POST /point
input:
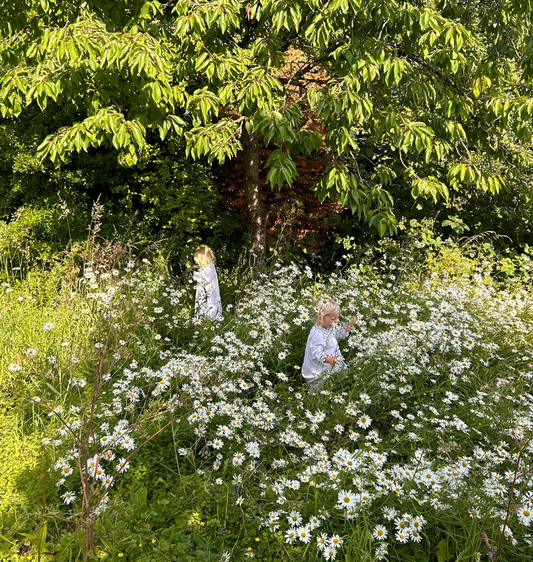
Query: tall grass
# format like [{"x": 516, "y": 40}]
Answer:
[{"x": 419, "y": 449}]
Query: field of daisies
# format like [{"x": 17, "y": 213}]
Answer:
[{"x": 132, "y": 430}]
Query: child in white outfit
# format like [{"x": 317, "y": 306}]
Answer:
[
  {"x": 322, "y": 353},
  {"x": 208, "y": 301}
]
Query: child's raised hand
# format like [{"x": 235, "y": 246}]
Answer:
[{"x": 333, "y": 360}]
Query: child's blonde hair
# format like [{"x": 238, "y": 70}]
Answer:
[
  {"x": 203, "y": 256},
  {"x": 324, "y": 307}
]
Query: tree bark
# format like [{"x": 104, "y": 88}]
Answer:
[{"x": 258, "y": 217}]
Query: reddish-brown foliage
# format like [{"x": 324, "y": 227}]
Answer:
[{"x": 294, "y": 213}]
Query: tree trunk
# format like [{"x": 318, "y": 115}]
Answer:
[{"x": 258, "y": 216}]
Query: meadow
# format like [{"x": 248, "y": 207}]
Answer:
[{"x": 132, "y": 430}]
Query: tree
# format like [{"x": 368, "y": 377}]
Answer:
[{"x": 428, "y": 95}]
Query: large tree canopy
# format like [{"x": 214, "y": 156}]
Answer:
[{"x": 429, "y": 95}]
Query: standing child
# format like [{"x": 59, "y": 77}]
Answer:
[
  {"x": 207, "y": 291},
  {"x": 322, "y": 353}
]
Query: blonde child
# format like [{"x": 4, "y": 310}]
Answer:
[
  {"x": 207, "y": 291},
  {"x": 322, "y": 353}
]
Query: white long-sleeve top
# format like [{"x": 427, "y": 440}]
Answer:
[
  {"x": 321, "y": 343},
  {"x": 208, "y": 301}
]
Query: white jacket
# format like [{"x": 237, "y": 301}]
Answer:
[
  {"x": 208, "y": 301},
  {"x": 320, "y": 343}
]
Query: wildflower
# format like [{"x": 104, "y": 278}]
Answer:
[
  {"x": 346, "y": 500},
  {"x": 364, "y": 421},
  {"x": 379, "y": 533},
  {"x": 68, "y": 497},
  {"x": 304, "y": 533},
  {"x": 290, "y": 536},
  {"x": 322, "y": 541},
  {"x": 294, "y": 518}
]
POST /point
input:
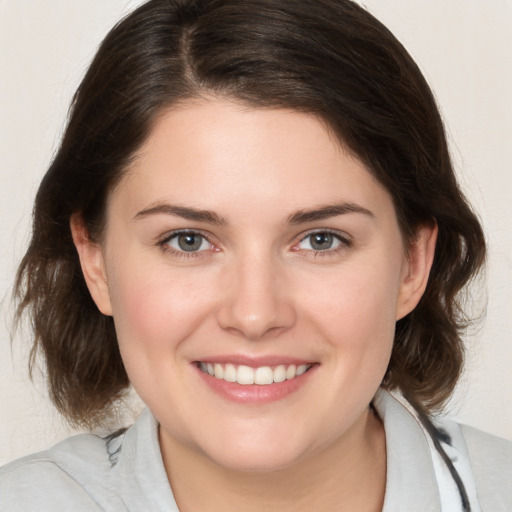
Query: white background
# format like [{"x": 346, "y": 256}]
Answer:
[{"x": 463, "y": 47}]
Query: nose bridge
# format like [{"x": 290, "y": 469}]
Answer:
[{"x": 255, "y": 303}]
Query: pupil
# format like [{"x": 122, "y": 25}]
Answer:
[
  {"x": 189, "y": 242},
  {"x": 321, "y": 241}
]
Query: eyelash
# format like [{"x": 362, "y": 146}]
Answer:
[
  {"x": 344, "y": 243},
  {"x": 164, "y": 244}
]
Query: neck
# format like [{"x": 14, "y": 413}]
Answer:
[{"x": 348, "y": 475}]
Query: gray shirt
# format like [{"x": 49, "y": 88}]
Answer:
[{"x": 89, "y": 473}]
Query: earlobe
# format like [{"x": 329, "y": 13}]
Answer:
[
  {"x": 93, "y": 264},
  {"x": 417, "y": 269}
]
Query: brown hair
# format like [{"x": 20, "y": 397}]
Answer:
[{"x": 329, "y": 58}]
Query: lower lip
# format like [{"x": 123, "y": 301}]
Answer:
[{"x": 254, "y": 393}]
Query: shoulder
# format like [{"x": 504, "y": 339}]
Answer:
[
  {"x": 57, "y": 479},
  {"x": 490, "y": 458}
]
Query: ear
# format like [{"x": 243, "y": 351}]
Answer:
[
  {"x": 416, "y": 269},
  {"x": 93, "y": 264}
]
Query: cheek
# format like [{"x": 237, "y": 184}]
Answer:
[{"x": 155, "y": 310}]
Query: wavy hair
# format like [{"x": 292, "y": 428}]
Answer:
[{"x": 329, "y": 58}]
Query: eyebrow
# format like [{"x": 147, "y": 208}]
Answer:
[
  {"x": 325, "y": 212},
  {"x": 184, "y": 212},
  {"x": 210, "y": 217}
]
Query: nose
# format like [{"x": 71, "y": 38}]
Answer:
[{"x": 256, "y": 303}]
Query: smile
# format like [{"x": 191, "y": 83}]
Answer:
[{"x": 245, "y": 375}]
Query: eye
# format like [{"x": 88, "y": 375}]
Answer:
[
  {"x": 187, "y": 241},
  {"x": 322, "y": 241}
]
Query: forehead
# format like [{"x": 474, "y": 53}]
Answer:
[{"x": 218, "y": 154}]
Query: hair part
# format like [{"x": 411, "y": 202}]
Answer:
[{"x": 328, "y": 58}]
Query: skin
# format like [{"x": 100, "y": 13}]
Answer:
[{"x": 257, "y": 288}]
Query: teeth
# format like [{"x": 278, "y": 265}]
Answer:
[{"x": 245, "y": 375}]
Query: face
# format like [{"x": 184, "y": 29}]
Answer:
[{"x": 255, "y": 271}]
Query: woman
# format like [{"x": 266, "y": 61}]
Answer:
[{"x": 253, "y": 219}]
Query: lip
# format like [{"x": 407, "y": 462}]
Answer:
[
  {"x": 255, "y": 361},
  {"x": 255, "y": 394}
]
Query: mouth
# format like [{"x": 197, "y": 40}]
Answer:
[{"x": 247, "y": 376}]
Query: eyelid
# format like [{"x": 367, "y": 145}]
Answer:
[
  {"x": 164, "y": 240},
  {"x": 343, "y": 238}
]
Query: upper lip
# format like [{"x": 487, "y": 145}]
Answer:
[{"x": 254, "y": 361}]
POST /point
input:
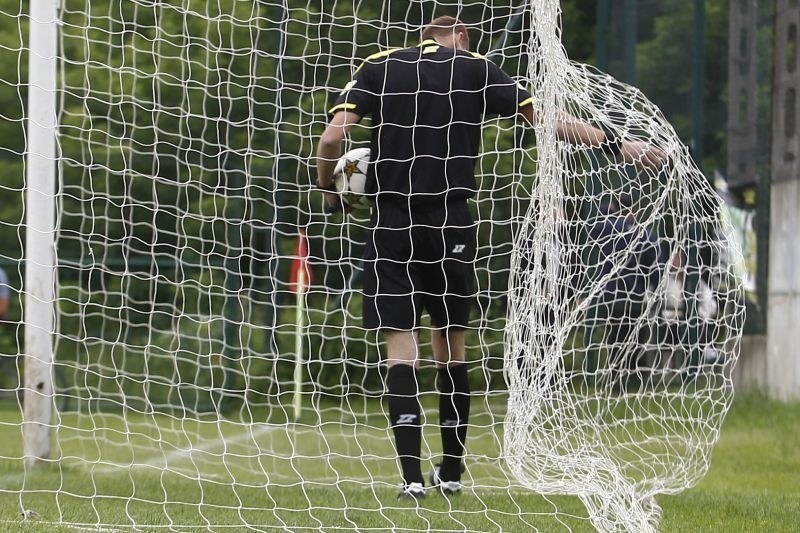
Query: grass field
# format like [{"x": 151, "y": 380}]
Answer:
[{"x": 288, "y": 477}]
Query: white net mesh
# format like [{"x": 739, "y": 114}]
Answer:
[
  {"x": 185, "y": 144},
  {"x": 623, "y": 325}
]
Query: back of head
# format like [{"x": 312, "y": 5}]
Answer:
[{"x": 445, "y": 29}]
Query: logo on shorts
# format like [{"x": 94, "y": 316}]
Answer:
[{"x": 405, "y": 419}]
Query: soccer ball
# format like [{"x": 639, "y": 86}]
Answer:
[{"x": 350, "y": 178}]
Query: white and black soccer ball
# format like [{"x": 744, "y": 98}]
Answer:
[{"x": 350, "y": 178}]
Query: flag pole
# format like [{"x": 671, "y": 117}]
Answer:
[
  {"x": 301, "y": 279},
  {"x": 298, "y": 343}
]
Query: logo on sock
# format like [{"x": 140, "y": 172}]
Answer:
[{"x": 406, "y": 419}]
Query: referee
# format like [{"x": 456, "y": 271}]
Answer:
[{"x": 427, "y": 105}]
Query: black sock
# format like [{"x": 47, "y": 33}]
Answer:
[
  {"x": 453, "y": 418},
  {"x": 404, "y": 415}
]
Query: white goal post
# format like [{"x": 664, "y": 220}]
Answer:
[{"x": 182, "y": 374}]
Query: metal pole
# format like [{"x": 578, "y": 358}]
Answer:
[
  {"x": 601, "y": 34},
  {"x": 40, "y": 268},
  {"x": 698, "y": 81},
  {"x": 631, "y": 36}
]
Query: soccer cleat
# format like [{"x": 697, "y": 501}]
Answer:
[
  {"x": 448, "y": 488},
  {"x": 412, "y": 491}
]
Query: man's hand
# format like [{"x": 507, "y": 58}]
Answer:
[{"x": 642, "y": 154}]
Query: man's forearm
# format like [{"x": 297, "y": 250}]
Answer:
[{"x": 328, "y": 152}]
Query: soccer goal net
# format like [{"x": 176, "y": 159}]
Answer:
[{"x": 210, "y": 369}]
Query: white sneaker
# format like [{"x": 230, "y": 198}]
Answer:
[
  {"x": 448, "y": 488},
  {"x": 710, "y": 355},
  {"x": 412, "y": 491}
]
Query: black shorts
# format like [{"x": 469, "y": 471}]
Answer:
[{"x": 424, "y": 262}]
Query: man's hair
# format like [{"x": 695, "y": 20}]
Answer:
[{"x": 444, "y": 26}]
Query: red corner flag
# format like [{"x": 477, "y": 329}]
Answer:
[{"x": 300, "y": 278}]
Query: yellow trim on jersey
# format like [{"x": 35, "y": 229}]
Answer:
[{"x": 341, "y": 107}]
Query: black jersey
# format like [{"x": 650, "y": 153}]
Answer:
[{"x": 427, "y": 104}]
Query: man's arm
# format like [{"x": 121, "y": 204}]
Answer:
[
  {"x": 329, "y": 149},
  {"x": 575, "y": 131}
]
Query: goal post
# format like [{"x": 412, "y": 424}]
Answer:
[
  {"x": 170, "y": 161},
  {"x": 40, "y": 222}
]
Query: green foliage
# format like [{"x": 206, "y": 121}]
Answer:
[{"x": 187, "y": 142}]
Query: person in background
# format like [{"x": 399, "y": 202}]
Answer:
[{"x": 427, "y": 104}]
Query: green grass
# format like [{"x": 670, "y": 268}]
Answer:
[{"x": 276, "y": 476}]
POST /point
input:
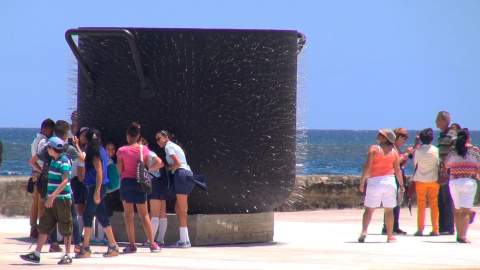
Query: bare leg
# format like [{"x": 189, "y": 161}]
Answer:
[{"x": 129, "y": 214}]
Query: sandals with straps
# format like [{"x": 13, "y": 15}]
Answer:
[{"x": 112, "y": 251}]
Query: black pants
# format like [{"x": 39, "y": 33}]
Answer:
[{"x": 446, "y": 209}]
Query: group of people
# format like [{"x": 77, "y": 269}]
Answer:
[
  {"x": 383, "y": 179},
  {"x": 75, "y": 172}
]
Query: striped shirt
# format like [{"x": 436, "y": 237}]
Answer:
[
  {"x": 58, "y": 168},
  {"x": 461, "y": 167}
]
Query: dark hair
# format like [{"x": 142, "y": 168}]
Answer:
[
  {"x": 457, "y": 125},
  {"x": 171, "y": 137},
  {"x": 47, "y": 123},
  {"x": 426, "y": 136},
  {"x": 133, "y": 130},
  {"x": 93, "y": 146},
  {"x": 461, "y": 142},
  {"x": 62, "y": 127}
]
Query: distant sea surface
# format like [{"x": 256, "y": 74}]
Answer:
[{"x": 328, "y": 152}]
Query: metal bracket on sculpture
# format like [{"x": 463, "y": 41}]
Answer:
[
  {"x": 147, "y": 87},
  {"x": 302, "y": 39}
]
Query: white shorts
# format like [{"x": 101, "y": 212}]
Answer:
[
  {"x": 463, "y": 192},
  {"x": 381, "y": 189}
]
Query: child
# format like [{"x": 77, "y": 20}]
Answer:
[{"x": 58, "y": 203}]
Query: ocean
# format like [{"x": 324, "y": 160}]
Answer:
[{"x": 326, "y": 152}]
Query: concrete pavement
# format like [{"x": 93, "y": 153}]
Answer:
[{"x": 325, "y": 239}]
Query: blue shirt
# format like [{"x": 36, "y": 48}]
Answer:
[
  {"x": 172, "y": 148},
  {"x": 91, "y": 173},
  {"x": 58, "y": 168}
]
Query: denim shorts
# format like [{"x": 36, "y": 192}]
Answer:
[
  {"x": 183, "y": 181},
  {"x": 159, "y": 189},
  {"x": 130, "y": 193}
]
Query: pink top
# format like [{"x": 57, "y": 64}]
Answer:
[{"x": 130, "y": 155}]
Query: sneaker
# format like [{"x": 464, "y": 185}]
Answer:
[
  {"x": 362, "y": 237},
  {"x": 55, "y": 248},
  {"x": 156, "y": 248},
  {"x": 34, "y": 233},
  {"x": 392, "y": 240},
  {"x": 30, "y": 257},
  {"x": 130, "y": 249},
  {"x": 66, "y": 259},
  {"x": 472, "y": 217},
  {"x": 86, "y": 252},
  {"x": 181, "y": 245},
  {"x": 112, "y": 251},
  {"x": 77, "y": 248}
]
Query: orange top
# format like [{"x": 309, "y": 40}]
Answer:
[{"x": 382, "y": 165}]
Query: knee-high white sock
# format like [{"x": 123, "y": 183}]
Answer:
[
  {"x": 154, "y": 222},
  {"x": 92, "y": 236},
  {"x": 80, "y": 224},
  {"x": 162, "y": 229},
  {"x": 183, "y": 234},
  {"x": 100, "y": 232}
]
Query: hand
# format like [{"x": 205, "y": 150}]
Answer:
[
  {"x": 75, "y": 140},
  {"x": 96, "y": 197},
  {"x": 362, "y": 186},
  {"x": 49, "y": 202}
]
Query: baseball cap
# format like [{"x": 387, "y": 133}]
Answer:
[{"x": 56, "y": 143}]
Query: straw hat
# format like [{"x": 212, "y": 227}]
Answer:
[{"x": 389, "y": 134}]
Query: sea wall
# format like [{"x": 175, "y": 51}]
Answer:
[{"x": 311, "y": 192}]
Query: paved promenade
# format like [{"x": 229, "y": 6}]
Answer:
[{"x": 303, "y": 240}]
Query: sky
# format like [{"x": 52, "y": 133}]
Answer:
[{"x": 366, "y": 64}]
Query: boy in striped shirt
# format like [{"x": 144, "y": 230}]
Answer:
[{"x": 57, "y": 204}]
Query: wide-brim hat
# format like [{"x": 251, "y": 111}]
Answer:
[{"x": 389, "y": 134}]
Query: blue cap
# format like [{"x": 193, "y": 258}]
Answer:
[{"x": 56, "y": 143}]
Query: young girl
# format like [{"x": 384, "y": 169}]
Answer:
[
  {"x": 127, "y": 158},
  {"x": 181, "y": 177}
]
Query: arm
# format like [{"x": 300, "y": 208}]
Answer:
[
  {"x": 158, "y": 164},
  {"x": 176, "y": 163},
  {"x": 97, "y": 163},
  {"x": 51, "y": 199},
  {"x": 368, "y": 165}
]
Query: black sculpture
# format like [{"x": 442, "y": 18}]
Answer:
[{"x": 228, "y": 95}]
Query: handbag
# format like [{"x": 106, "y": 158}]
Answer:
[
  {"x": 30, "y": 185},
  {"x": 443, "y": 175},
  {"x": 144, "y": 182},
  {"x": 113, "y": 178}
]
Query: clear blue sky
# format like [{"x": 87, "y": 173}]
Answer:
[{"x": 367, "y": 64}]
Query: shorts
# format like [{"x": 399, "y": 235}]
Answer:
[
  {"x": 130, "y": 193},
  {"x": 463, "y": 192},
  {"x": 59, "y": 213},
  {"x": 159, "y": 189},
  {"x": 183, "y": 182},
  {"x": 381, "y": 190},
  {"x": 80, "y": 192}
]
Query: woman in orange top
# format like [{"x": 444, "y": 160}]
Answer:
[{"x": 382, "y": 162}]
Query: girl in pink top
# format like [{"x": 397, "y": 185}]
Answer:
[
  {"x": 127, "y": 157},
  {"x": 382, "y": 162}
]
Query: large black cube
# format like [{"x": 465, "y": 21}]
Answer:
[{"x": 229, "y": 96}]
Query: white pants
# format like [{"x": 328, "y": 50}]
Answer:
[
  {"x": 381, "y": 189},
  {"x": 463, "y": 192}
]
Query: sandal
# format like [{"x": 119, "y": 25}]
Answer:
[
  {"x": 112, "y": 251},
  {"x": 65, "y": 259},
  {"x": 86, "y": 252}
]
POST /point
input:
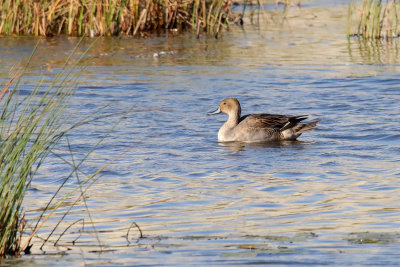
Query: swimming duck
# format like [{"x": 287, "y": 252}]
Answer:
[{"x": 259, "y": 127}]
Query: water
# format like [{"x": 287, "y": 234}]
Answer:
[{"x": 331, "y": 198}]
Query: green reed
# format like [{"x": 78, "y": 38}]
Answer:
[
  {"x": 29, "y": 129},
  {"x": 374, "y": 19},
  {"x": 111, "y": 17}
]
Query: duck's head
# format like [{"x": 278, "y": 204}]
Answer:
[{"x": 228, "y": 106}]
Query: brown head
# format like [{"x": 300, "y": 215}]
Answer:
[{"x": 228, "y": 106}]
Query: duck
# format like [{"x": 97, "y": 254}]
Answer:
[{"x": 259, "y": 127}]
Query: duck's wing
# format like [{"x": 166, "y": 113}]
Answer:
[{"x": 276, "y": 121}]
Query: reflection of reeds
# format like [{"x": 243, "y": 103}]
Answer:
[
  {"x": 374, "y": 19},
  {"x": 30, "y": 127},
  {"x": 110, "y": 17}
]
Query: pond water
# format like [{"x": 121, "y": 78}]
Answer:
[{"x": 331, "y": 198}]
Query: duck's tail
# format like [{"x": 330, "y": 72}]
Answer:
[{"x": 305, "y": 127}]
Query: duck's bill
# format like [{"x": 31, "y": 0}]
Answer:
[{"x": 215, "y": 112}]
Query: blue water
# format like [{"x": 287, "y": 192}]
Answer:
[{"x": 330, "y": 198}]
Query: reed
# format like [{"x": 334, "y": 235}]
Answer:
[
  {"x": 30, "y": 127},
  {"x": 111, "y": 17},
  {"x": 374, "y": 19}
]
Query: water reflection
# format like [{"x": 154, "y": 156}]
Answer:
[
  {"x": 332, "y": 196},
  {"x": 240, "y": 146}
]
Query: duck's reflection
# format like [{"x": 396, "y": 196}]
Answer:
[{"x": 241, "y": 146}]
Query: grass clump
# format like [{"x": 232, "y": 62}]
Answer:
[
  {"x": 111, "y": 17},
  {"x": 30, "y": 127},
  {"x": 374, "y": 19}
]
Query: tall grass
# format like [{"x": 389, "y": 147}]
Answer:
[
  {"x": 373, "y": 19},
  {"x": 111, "y": 17},
  {"x": 30, "y": 127}
]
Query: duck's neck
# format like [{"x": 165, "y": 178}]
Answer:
[{"x": 233, "y": 119}]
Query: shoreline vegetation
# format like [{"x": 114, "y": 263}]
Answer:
[
  {"x": 30, "y": 127},
  {"x": 115, "y": 17},
  {"x": 373, "y": 19}
]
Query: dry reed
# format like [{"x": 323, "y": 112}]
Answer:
[
  {"x": 374, "y": 19},
  {"x": 111, "y": 17}
]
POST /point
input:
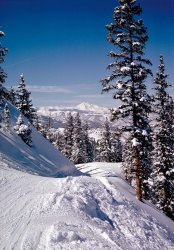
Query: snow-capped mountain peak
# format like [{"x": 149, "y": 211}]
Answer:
[{"x": 91, "y": 107}]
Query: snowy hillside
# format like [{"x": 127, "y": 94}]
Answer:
[
  {"x": 91, "y": 207},
  {"x": 97, "y": 212},
  {"x": 42, "y": 158}
]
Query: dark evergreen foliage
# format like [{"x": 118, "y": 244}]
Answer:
[
  {"x": 129, "y": 72},
  {"x": 78, "y": 154},
  {"x": 3, "y": 75},
  {"x": 162, "y": 177},
  {"x": 24, "y": 131},
  {"x": 24, "y": 102},
  {"x": 68, "y": 136}
]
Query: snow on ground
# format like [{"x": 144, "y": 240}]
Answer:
[
  {"x": 42, "y": 158},
  {"x": 97, "y": 211}
]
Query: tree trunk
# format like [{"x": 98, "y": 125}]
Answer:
[{"x": 138, "y": 175}]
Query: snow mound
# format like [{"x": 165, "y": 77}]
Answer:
[
  {"x": 40, "y": 159},
  {"x": 97, "y": 212}
]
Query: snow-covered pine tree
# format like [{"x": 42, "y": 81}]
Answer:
[
  {"x": 59, "y": 141},
  {"x": 89, "y": 144},
  {"x": 162, "y": 176},
  {"x": 128, "y": 166},
  {"x": 24, "y": 103},
  {"x": 78, "y": 154},
  {"x": 68, "y": 136},
  {"x": 6, "y": 117},
  {"x": 12, "y": 96},
  {"x": 105, "y": 144},
  {"x": 3, "y": 75},
  {"x": 129, "y": 72},
  {"x": 24, "y": 131},
  {"x": 116, "y": 147}
]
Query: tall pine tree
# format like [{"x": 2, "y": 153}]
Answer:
[
  {"x": 162, "y": 176},
  {"x": 129, "y": 72},
  {"x": 68, "y": 136},
  {"x": 3, "y": 75},
  {"x": 24, "y": 102},
  {"x": 78, "y": 154},
  {"x": 105, "y": 144}
]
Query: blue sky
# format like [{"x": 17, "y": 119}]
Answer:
[{"x": 61, "y": 46}]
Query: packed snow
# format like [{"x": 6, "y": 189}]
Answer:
[
  {"x": 90, "y": 207},
  {"x": 42, "y": 158},
  {"x": 98, "y": 211}
]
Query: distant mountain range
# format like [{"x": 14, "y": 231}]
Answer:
[{"x": 93, "y": 114}]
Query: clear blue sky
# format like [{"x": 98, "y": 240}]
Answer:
[{"x": 61, "y": 46}]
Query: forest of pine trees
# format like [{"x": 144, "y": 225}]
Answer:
[{"x": 147, "y": 151}]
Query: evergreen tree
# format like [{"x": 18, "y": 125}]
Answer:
[
  {"x": 6, "y": 117},
  {"x": 128, "y": 166},
  {"x": 78, "y": 154},
  {"x": 59, "y": 141},
  {"x": 88, "y": 144},
  {"x": 24, "y": 131},
  {"x": 3, "y": 75},
  {"x": 68, "y": 136},
  {"x": 129, "y": 72},
  {"x": 12, "y": 96},
  {"x": 162, "y": 176},
  {"x": 24, "y": 103},
  {"x": 105, "y": 144},
  {"x": 116, "y": 148}
]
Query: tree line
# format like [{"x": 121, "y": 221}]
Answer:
[{"x": 148, "y": 157}]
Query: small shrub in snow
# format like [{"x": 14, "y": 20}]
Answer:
[{"x": 24, "y": 131}]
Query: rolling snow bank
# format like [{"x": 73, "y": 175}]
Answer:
[
  {"x": 78, "y": 213},
  {"x": 40, "y": 159}
]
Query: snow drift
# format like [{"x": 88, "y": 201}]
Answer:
[
  {"x": 98, "y": 212},
  {"x": 42, "y": 158}
]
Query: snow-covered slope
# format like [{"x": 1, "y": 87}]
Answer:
[
  {"x": 80, "y": 213},
  {"x": 42, "y": 158}
]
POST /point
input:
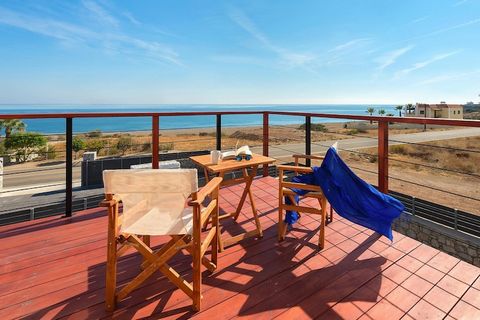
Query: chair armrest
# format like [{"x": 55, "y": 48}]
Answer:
[
  {"x": 209, "y": 188},
  {"x": 295, "y": 168},
  {"x": 312, "y": 157}
]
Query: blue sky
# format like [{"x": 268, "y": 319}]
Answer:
[{"x": 141, "y": 52}]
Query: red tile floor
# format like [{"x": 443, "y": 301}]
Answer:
[{"x": 54, "y": 268}]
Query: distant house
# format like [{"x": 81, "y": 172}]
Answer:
[{"x": 440, "y": 110}]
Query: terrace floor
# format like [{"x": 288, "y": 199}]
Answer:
[{"x": 54, "y": 268}]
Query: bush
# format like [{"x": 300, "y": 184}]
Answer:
[
  {"x": 95, "y": 145},
  {"x": 146, "y": 147},
  {"x": 124, "y": 144},
  {"x": 77, "y": 145},
  {"x": 399, "y": 149},
  {"x": 246, "y": 136},
  {"x": 314, "y": 127},
  {"x": 25, "y": 144},
  {"x": 165, "y": 146}
]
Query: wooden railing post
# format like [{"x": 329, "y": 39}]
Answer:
[
  {"x": 308, "y": 139},
  {"x": 68, "y": 167},
  {"x": 265, "y": 141},
  {"x": 155, "y": 141},
  {"x": 383, "y": 156},
  {"x": 218, "y": 133}
]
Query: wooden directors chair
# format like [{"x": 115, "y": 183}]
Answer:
[
  {"x": 154, "y": 203},
  {"x": 314, "y": 192}
]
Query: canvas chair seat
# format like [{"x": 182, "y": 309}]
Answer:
[
  {"x": 311, "y": 194},
  {"x": 285, "y": 190},
  {"x": 159, "y": 202},
  {"x": 151, "y": 224}
]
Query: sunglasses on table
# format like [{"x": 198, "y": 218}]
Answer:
[{"x": 240, "y": 157}]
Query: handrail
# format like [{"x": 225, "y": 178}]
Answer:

- - - - - - -

Set down, word for word, every line from the line that holds "Query: wooden directors chair" to the end of the entries above, including both ends.

Query: wooden directors chair
# format like [{"x": 115, "y": 183}]
Answer:
[
  {"x": 154, "y": 203},
  {"x": 314, "y": 192}
]
Query: canvas chair seat
# format like [{"x": 182, "y": 309}]
Answer:
[
  {"x": 311, "y": 194},
  {"x": 285, "y": 190},
  {"x": 159, "y": 202},
  {"x": 151, "y": 224}
]
Query: sunglasses on table
# format like [{"x": 198, "y": 218}]
Answer:
[{"x": 240, "y": 157}]
Query: handrail
# format like [{"x": 225, "y": 178}]
Answer:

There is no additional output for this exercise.